Collected data
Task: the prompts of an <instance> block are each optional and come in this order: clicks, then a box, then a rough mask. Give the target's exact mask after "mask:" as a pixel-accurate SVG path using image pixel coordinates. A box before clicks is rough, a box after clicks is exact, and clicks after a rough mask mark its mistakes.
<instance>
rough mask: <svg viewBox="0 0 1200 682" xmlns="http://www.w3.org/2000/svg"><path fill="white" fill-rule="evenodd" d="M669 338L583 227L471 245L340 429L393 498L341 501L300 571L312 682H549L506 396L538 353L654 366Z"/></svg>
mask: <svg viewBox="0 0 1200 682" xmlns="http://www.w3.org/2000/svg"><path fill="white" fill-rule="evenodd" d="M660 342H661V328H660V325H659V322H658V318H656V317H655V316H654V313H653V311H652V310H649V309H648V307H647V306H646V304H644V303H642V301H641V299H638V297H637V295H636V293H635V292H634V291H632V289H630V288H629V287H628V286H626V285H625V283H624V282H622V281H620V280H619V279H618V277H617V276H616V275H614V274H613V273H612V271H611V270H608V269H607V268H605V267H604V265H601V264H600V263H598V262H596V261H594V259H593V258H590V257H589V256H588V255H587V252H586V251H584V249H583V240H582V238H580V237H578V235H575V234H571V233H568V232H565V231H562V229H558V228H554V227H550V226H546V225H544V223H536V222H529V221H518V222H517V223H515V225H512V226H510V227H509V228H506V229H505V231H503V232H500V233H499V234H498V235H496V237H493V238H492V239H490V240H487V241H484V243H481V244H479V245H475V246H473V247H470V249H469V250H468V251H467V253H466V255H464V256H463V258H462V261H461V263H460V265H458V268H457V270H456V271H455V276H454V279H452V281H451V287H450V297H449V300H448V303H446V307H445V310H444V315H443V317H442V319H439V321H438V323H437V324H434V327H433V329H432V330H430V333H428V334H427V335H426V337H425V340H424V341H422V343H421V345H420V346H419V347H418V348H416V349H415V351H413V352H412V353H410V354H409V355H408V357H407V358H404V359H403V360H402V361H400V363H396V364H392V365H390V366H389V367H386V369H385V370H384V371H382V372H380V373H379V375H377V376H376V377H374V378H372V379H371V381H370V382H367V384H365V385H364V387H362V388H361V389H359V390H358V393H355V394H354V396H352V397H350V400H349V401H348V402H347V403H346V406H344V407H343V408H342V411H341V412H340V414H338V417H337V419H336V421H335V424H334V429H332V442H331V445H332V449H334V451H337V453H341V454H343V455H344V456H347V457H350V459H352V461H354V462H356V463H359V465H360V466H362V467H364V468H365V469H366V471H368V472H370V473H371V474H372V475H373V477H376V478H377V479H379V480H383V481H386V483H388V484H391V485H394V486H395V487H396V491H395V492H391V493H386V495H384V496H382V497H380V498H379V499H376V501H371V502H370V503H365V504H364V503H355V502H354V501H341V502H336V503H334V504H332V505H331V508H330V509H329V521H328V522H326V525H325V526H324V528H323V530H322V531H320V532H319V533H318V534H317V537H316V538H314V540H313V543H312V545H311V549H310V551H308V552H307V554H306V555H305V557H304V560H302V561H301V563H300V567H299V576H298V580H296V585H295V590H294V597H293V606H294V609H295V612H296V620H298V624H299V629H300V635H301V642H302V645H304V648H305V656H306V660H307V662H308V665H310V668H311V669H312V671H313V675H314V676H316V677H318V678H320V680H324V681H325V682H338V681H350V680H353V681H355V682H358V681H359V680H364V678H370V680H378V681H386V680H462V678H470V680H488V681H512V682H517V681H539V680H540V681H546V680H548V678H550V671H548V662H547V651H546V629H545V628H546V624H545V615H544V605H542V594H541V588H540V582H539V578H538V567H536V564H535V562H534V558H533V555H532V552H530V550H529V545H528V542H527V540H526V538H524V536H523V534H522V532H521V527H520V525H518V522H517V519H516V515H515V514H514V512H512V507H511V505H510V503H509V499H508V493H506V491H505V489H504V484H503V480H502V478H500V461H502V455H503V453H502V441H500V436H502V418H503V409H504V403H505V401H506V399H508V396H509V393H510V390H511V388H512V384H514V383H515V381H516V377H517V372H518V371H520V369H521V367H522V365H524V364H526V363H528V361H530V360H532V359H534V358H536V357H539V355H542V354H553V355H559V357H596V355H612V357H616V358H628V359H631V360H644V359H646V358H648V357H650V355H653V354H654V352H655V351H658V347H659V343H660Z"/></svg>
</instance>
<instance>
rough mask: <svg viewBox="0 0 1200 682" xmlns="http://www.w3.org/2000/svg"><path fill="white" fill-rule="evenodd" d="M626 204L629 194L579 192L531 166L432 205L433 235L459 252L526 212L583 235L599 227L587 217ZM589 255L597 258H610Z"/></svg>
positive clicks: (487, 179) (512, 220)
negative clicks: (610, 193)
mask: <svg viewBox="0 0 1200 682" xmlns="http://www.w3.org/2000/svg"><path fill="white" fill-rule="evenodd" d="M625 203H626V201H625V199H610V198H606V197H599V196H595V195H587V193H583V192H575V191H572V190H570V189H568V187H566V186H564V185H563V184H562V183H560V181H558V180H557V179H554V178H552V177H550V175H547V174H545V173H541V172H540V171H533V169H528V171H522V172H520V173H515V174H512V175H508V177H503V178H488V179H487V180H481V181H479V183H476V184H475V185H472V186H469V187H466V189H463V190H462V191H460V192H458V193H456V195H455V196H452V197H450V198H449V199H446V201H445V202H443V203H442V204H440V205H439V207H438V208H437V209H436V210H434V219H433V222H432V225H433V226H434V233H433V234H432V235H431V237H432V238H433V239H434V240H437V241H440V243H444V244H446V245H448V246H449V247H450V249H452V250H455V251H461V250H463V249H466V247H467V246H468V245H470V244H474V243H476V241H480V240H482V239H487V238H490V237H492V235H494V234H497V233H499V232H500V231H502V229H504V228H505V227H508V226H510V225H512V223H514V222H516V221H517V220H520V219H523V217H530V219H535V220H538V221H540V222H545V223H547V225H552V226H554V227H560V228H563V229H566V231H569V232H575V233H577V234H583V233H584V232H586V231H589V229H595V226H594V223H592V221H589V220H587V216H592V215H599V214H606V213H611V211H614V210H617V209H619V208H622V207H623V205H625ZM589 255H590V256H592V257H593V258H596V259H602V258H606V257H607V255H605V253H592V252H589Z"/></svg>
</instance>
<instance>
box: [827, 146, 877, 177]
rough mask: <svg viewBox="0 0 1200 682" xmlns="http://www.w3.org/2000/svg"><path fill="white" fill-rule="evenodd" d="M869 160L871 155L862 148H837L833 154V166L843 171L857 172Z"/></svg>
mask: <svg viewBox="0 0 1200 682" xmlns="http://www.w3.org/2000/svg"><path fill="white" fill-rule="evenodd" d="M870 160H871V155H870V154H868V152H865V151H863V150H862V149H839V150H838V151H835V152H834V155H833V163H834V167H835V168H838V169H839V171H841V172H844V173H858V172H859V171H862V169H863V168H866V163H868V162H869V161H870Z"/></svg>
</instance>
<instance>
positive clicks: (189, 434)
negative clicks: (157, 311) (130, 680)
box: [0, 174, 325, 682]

*ABOUT THIS TASK*
Output the lines of the rows above as a Markdown table with a "No." column holding the row number and a "Line" column holding the line, and leave out blank lines.

*RESULT OF THE TASK*
| No. | Line |
|---|---|
| 1 | Task: the prompts of an <instance> block are each optional and come in this order: clicks, then a box, then a rough mask. Give the target's exact mask after "mask:" as a pixel-accurate SVG path using image pixel coordinates. A box before clicks is rough, a box after clicks is exact, and clicks after a rough mask mark its mistakes. |
| 2 | <instance> |
| 3 | rough mask: <svg viewBox="0 0 1200 682" xmlns="http://www.w3.org/2000/svg"><path fill="white" fill-rule="evenodd" d="M669 338L583 227L471 245L340 429L393 498L341 501L300 571L312 682H549L506 396L538 353L654 366Z"/></svg> |
| 4 | mask: <svg viewBox="0 0 1200 682" xmlns="http://www.w3.org/2000/svg"><path fill="white" fill-rule="evenodd" d="M660 342H661V328H660V325H659V322H658V318H656V317H655V316H654V313H653V311H652V310H649V309H648V307H647V306H646V304H644V303H642V301H641V299H638V297H637V295H636V293H635V292H634V291H632V289H630V288H629V287H628V286H626V285H625V283H624V282H622V281H620V280H619V279H618V277H617V276H616V275H614V274H613V273H612V271H611V270H608V269H607V268H605V267H604V265H601V264H600V263H598V262H596V261H594V259H593V258H590V257H589V256H588V255H587V252H586V251H584V249H583V240H582V238H580V237H578V235H575V234H571V233H568V232H565V231H562V229H558V228H554V227H550V226H546V225H544V223H536V222H529V221H518V222H517V223H515V225H512V226H510V227H509V228H506V229H505V231H503V232H500V233H499V234H498V235H496V237H493V238H492V239H490V240H487V241H484V243H481V244H479V245H475V246H473V247H470V249H469V250H468V251H467V253H466V255H464V256H463V258H462V261H461V263H460V265H458V268H457V270H456V271H455V276H454V279H452V281H451V287H450V297H449V300H448V303H446V307H445V310H444V315H443V317H442V319H439V321H438V323H437V324H434V327H433V329H432V330H430V333H428V334H427V335H426V337H425V340H424V341H422V343H421V345H420V346H419V347H418V348H416V349H415V351H413V352H412V353H410V354H409V355H408V357H407V358H404V359H403V360H402V361H400V363H396V364H392V365H390V366H389V367H386V369H385V370H384V371H382V372H380V373H379V375H377V376H376V377H374V378H372V379H371V381H370V382H367V384H365V385H364V387H362V388H361V389H359V390H358V393H355V394H354V396H352V397H350V400H349V401H348V402H347V403H346V406H344V407H343V408H342V411H341V412H340V414H338V417H337V419H336V421H335V424H334V429H332V442H331V445H332V449H334V451H337V453H341V454H343V455H344V456H347V457H350V459H352V461H354V462H356V463H359V465H360V466H362V467H364V468H365V469H366V471H368V472H370V473H371V474H372V475H373V477H376V478H377V479H379V480H383V481H386V483H388V484H391V485H394V486H395V487H396V491H395V492H391V493H386V495H384V496H382V497H380V498H379V499H376V501H371V502H370V503H365V504H364V503H355V502H354V501H341V502H336V503H334V504H332V505H331V508H330V509H329V521H328V522H326V525H325V526H324V528H323V530H322V531H320V532H319V533H318V534H317V537H316V538H314V540H313V543H312V545H311V549H310V551H308V552H307V554H306V555H305V557H304V560H302V561H301V563H300V567H299V576H298V580H296V585H295V590H294V597H293V606H294V609H295V612H296V620H298V624H299V629H300V635H301V642H302V645H304V648H305V656H306V660H307V662H308V665H310V668H311V669H312V671H313V675H314V676H316V677H318V678H320V680H324V681H325V682H338V681H350V680H353V681H355V682H358V681H359V680H364V678H370V680H378V681H386V680H462V678H470V680H488V681H512V682H517V681H539V680H540V681H546V680H548V678H550V671H548V662H547V651H546V629H545V628H546V624H545V615H544V605H542V594H541V588H540V582H539V578H538V567H536V564H535V562H534V558H533V555H532V552H530V550H529V545H528V542H527V540H526V538H524V536H523V534H522V532H521V527H520V525H518V522H517V519H516V515H515V514H514V512H512V507H511V505H510V503H509V499H508V493H506V491H505V489H504V484H503V480H502V478H500V461H502V455H503V453H502V441H500V436H502V418H503V409H504V403H505V401H506V399H508V396H509V393H510V390H511V388H512V384H514V383H515V381H516V377H517V372H518V371H520V369H521V367H522V365H524V364H526V363H528V361H530V360H532V359H534V358H536V357H539V355H542V354H553V355H559V357H596V355H612V357H616V358H628V359H631V360H644V359H646V358H648V357H650V355H653V354H654V352H655V351H658V347H659V343H660Z"/></svg> |
| 5 | </instance> |
| 6 | <instance> |
| 7 | rough mask: <svg viewBox="0 0 1200 682" xmlns="http://www.w3.org/2000/svg"><path fill="white" fill-rule="evenodd" d="M626 204L629 194L579 192L531 166L432 205L433 235L459 252L526 212L583 235L599 227L587 217ZM589 255L597 258H610Z"/></svg> |
| 8 | positive clicks: (487, 179) (512, 220) |
| 9 | negative clicks: (610, 193) |
| 10 | mask: <svg viewBox="0 0 1200 682" xmlns="http://www.w3.org/2000/svg"><path fill="white" fill-rule="evenodd" d="M625 203H626V201H625V199H610V198H606V197H599V196H595V195H587V193H583V192H575V191H572V190H570V189H568V187H566V186H564V185H563V184H562V183H560V181H558V180H557V179H554V178H552V177H550V175H547V174H545V173H541V172H540V171H533V169H528V171H522V172H520V173H515V174H512V175H508V177H503V178H488V179H487V180H481V181H479V183H476V184H475V185H472V186H469V187H466V189H463V190H462V191H460V192H458V193H456V195H455V196H452V197H450V198H449V199H446V201H445V202H443V203H442V204H440V205H439V207H438V208H437V209H436V210H434V219H433V222H432V225H433V226H434V233H433V234H432V235H431V237H432V238H433V239H434V240H437V241H440V243H444V244H446V245H448V246H449V247H450V249H452V250H455V251H461V250H463V249H466V247H467V246H468V245H470V244H474V243H476V241H480V240H482V239H487V238H490V237H492V235H494V234H497V233H499V232H500V231H502V229H504V228H505V227H508V226H510V225H512V223H514V222H516V221H517V220H520V219H523V217H530V219H535V220H538V221H540V222H545V223H547V225H552V226H554V227H560V228H563V229H566V231H569V232H575V233H577V234H583V233H584V232H586V231H589V229H595V226H594V223H592V221H589V220H587V216H592V215H599V214H606V213H611V211H614V210H617V209H619V208H622V207H623V205H625ZM589 255H590V256H592V257H593V258H596V259H602V258H606V257H607V255H605V253H592V252H589Z"/></svg> |
| 11 | </instance> |
| 12 | <instance> |
| 13 | box: [827, 146, 877, 177] |
| 14 | rough mask: <svg viewBox="0 0 1200 682" xmlns="http://www.w3.org/2000/svg"><path fill="white" fill-rule="evenodd" d="M869 160L871 155L862 148H837L833 154V166L843 171L857 172Z"/></svg> |
| 15 | mask: <svg viewBox="0 0 1200 682" xmlns="http://www.w3.org/2000/svg"><path fill="white" fill-rule="evenodd" d="M870 160H871V155H870V154H868V152H865V151H863V150H862V149H839V150H838V151H835V152H834V155H833V163H834V167H835V168H838V169H839V171H841V172H844V173H858V172H859V171H862V169H863V168H866V163H868V162H869V161H870Z"/></svg> |
| 16 | </instance> |
| 17 | <instance> |
| 18 | positive clicks: (189, 434) |
| 19 | negative clicks: (157, 311) (130, 680) |
| 20 | box: [0, 174, 325, 682] |